* **RECORD EXTRACTS**:
· · ·
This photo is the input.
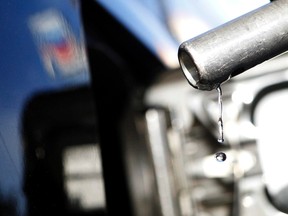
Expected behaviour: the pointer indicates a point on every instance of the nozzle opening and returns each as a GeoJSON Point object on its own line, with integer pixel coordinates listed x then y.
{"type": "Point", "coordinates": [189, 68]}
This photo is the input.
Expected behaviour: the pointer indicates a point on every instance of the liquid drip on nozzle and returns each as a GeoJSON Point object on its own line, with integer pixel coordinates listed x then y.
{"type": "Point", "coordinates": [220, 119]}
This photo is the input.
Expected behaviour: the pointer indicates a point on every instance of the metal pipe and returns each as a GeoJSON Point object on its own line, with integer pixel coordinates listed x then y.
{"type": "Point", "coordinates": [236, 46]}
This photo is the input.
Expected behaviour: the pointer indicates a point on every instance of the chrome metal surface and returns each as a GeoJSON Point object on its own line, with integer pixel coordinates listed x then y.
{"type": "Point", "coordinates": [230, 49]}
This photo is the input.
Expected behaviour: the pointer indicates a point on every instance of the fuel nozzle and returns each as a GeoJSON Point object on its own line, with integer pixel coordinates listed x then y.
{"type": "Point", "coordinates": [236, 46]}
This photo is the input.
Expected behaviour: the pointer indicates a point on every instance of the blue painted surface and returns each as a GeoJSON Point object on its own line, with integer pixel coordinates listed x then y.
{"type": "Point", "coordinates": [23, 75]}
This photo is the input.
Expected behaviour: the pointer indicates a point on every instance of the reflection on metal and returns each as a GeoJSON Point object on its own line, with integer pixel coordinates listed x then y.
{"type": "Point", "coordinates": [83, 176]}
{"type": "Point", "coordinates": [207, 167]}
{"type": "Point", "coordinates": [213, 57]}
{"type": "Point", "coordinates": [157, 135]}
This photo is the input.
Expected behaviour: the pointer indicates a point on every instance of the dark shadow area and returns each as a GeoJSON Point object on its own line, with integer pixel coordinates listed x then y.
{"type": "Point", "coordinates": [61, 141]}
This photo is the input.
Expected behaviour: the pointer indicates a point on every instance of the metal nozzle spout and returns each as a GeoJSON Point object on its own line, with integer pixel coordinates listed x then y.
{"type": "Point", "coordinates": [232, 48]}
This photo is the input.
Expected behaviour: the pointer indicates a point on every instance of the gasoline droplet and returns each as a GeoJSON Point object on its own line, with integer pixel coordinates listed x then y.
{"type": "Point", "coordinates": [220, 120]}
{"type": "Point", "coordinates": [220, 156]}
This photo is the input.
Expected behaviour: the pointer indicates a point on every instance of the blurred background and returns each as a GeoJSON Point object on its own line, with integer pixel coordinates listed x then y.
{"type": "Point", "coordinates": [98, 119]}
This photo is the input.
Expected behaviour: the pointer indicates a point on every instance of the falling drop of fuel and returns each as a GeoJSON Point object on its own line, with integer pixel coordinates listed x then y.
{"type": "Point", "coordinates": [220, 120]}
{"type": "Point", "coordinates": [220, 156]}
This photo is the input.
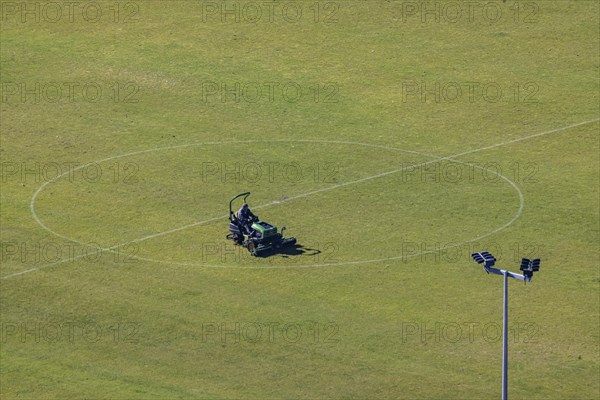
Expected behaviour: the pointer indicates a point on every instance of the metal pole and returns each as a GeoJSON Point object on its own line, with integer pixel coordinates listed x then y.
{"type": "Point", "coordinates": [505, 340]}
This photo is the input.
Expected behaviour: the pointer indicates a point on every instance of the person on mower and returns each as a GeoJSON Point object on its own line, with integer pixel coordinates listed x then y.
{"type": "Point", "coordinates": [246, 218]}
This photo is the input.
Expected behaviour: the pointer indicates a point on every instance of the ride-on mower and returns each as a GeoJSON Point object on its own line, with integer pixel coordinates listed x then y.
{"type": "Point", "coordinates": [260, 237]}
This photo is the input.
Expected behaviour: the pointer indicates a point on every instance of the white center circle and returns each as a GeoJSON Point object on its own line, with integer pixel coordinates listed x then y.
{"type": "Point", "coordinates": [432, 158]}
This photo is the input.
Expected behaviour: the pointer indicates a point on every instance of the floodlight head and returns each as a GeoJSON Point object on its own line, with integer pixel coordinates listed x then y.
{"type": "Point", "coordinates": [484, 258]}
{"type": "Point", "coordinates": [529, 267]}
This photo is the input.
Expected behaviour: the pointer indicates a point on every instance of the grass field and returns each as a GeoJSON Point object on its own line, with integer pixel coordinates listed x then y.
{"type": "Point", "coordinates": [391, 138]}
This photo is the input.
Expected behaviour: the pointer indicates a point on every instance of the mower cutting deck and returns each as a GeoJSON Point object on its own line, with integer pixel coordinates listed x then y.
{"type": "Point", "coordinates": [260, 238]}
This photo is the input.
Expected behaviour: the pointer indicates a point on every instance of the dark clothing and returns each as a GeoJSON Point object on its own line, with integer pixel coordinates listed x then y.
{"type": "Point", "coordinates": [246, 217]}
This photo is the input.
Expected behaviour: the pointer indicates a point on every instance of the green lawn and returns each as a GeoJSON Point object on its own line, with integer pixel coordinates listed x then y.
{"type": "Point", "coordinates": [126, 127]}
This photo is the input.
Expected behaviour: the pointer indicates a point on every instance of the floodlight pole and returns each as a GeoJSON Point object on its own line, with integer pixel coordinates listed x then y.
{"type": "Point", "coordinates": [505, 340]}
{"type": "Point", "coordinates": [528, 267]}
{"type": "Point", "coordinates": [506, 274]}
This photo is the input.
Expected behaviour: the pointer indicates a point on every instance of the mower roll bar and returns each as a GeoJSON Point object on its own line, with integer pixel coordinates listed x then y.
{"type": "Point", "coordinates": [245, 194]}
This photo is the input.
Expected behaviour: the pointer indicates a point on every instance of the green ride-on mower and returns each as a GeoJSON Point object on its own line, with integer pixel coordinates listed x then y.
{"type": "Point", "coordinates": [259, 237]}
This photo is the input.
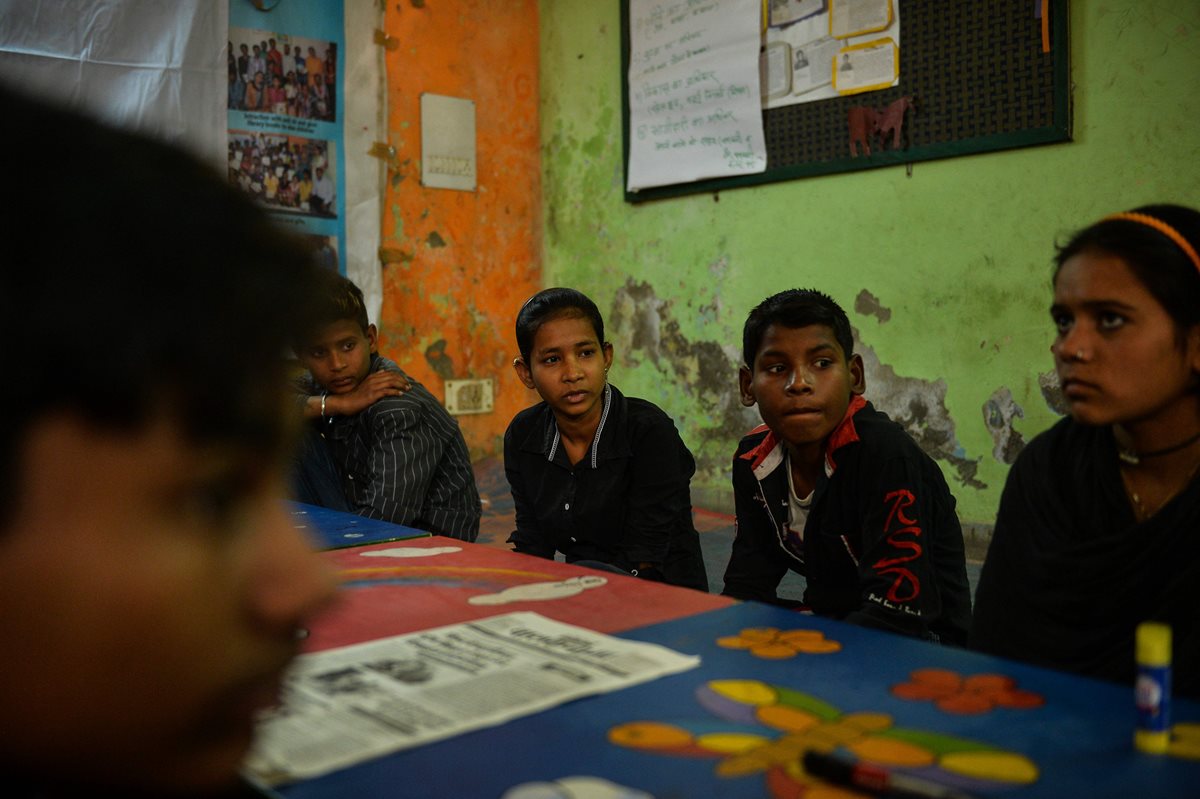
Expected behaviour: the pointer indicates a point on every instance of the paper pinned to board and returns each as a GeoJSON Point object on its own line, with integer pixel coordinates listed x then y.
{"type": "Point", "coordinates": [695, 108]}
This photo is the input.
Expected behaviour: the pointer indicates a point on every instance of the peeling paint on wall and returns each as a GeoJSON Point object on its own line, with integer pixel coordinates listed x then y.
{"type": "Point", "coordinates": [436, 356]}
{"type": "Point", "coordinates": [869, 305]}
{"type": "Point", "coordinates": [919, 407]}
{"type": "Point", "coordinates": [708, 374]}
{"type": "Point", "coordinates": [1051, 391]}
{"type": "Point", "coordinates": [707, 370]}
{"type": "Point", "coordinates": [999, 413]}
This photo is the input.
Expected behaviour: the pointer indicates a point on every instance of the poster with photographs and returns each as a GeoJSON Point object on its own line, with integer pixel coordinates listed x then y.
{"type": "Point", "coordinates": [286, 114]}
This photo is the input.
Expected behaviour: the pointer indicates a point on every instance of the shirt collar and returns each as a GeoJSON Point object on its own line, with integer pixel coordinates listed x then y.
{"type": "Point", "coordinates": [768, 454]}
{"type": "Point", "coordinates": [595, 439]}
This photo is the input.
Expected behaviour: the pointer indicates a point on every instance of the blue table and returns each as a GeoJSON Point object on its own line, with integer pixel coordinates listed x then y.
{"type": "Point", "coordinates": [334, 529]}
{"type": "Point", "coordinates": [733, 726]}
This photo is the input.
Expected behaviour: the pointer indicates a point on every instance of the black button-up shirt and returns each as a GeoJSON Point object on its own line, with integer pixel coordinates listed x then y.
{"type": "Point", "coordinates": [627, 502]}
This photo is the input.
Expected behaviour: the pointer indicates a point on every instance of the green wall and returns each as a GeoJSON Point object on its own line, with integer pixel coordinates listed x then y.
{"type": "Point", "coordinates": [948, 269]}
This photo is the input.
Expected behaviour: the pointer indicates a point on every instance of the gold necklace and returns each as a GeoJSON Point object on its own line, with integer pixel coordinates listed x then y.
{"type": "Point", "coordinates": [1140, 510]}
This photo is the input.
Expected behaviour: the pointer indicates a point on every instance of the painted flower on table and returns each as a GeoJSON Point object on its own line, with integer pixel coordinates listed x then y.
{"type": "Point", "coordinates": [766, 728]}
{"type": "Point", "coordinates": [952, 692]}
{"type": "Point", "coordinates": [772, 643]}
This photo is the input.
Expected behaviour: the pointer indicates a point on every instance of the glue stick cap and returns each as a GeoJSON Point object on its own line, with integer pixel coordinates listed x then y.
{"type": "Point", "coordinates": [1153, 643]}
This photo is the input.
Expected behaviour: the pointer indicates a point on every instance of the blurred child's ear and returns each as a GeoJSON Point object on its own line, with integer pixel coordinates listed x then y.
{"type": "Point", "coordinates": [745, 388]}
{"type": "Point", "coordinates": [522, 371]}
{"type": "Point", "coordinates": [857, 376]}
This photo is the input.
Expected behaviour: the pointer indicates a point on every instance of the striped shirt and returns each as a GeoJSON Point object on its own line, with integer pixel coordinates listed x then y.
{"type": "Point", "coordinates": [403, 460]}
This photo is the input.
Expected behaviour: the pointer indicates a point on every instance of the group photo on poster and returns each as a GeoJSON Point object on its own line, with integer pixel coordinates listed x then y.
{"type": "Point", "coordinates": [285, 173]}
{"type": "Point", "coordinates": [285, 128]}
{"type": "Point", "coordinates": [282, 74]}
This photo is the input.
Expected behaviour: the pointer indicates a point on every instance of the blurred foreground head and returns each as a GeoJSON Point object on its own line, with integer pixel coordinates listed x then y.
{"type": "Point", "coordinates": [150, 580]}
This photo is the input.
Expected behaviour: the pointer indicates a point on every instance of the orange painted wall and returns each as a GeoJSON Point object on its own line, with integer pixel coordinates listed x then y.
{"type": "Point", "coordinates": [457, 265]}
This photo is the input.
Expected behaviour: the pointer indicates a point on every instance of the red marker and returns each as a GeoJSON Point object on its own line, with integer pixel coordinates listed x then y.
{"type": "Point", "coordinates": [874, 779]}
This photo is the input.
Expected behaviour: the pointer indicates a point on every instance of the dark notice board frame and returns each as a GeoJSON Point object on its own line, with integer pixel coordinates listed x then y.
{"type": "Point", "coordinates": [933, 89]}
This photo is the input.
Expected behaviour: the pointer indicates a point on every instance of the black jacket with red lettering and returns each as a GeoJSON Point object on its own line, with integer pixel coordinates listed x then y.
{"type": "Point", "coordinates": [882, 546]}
· · ·
* **TASK OBJECTIVE**:
Show every line of the material above that contains the word "surface". Case counts.

* **FINAL ANSWER**:
Expected behaviour: the pointer indicates a point on every instance of the chrome metal surface and returns each as a GeoJSON Point object on its own line, with integer pixel coordinates listed x then y.
Expected behaviour: the pointer indicates a point on every instance of the blue painted surface and returns each as a GeoJSON Point object on its own line, with integer pixel coordinates listed x then y.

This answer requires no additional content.